──────── Supplied records

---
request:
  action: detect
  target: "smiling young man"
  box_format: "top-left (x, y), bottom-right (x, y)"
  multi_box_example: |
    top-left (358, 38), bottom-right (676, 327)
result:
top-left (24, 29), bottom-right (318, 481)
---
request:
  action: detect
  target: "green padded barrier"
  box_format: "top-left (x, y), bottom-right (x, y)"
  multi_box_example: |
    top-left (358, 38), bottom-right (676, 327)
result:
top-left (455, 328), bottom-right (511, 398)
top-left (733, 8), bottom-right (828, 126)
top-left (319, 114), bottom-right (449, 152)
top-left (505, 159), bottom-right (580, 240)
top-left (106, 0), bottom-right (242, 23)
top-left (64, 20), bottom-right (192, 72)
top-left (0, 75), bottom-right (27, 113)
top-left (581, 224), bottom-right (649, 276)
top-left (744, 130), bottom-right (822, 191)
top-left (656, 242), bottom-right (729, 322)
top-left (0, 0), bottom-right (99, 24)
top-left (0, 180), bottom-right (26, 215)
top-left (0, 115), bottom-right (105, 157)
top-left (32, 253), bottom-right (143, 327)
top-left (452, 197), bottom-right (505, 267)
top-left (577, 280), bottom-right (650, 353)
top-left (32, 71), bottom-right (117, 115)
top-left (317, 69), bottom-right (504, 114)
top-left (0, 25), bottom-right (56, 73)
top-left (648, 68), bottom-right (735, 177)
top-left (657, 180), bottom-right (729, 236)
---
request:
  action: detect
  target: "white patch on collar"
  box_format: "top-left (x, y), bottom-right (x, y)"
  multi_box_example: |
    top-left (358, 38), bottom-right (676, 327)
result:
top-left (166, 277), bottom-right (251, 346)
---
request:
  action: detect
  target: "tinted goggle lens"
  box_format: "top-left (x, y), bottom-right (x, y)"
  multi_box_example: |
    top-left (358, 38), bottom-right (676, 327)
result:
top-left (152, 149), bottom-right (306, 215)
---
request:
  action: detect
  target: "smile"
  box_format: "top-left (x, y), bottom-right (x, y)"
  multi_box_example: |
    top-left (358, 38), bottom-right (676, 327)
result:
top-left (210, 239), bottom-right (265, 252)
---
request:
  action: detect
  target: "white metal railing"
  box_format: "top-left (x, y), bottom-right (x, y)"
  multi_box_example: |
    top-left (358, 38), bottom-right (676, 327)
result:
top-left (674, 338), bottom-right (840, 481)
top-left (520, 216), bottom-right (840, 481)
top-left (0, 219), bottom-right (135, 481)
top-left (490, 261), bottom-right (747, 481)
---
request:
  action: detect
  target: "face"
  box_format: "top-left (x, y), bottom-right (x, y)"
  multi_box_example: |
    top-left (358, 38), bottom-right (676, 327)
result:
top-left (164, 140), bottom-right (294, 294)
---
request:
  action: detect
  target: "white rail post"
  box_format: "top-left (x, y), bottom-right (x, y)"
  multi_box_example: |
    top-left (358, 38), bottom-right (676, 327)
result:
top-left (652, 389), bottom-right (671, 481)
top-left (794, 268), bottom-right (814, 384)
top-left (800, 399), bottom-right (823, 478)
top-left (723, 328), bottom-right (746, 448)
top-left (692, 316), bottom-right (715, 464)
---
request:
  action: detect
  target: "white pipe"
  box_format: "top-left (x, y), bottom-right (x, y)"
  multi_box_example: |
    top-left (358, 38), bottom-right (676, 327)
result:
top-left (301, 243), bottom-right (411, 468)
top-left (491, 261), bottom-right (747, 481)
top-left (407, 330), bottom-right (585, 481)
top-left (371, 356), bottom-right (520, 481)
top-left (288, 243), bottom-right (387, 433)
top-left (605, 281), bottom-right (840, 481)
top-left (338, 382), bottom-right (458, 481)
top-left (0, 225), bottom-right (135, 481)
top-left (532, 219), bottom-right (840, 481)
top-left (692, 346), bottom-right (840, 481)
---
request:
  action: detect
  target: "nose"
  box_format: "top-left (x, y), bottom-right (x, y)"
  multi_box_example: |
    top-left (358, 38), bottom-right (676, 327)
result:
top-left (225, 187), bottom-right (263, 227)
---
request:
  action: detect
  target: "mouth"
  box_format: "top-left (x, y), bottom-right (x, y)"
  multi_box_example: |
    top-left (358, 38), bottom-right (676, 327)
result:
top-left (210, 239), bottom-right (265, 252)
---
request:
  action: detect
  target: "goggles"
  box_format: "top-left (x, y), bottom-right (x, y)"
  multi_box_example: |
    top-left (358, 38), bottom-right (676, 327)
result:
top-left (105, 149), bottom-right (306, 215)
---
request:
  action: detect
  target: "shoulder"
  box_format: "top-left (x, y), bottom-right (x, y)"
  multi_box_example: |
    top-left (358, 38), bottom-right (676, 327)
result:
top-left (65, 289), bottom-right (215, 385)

────────────────

• [Aim of the exercise] Resize the part of the listing that opens with its first line and closes with the line containing "top-left (24, 29), bottom-right (318, 481)", both ends included, and write out only those lines in full, requests included. Multiply every answer coordinate by 0.7 and round to whole numbers, halves up, leaving the requests and their format samples unchanged.

• [Exercise response]
---
request:
  action: detect
  target: "smiling young man"
  box_format: "top-left (x, y), bottom-right (x, y)"
  multi_box_example: |
    top-left (358, 38), bottom-right (676, 327)
result:
top-left (17, 20), bottom-right (223, 337)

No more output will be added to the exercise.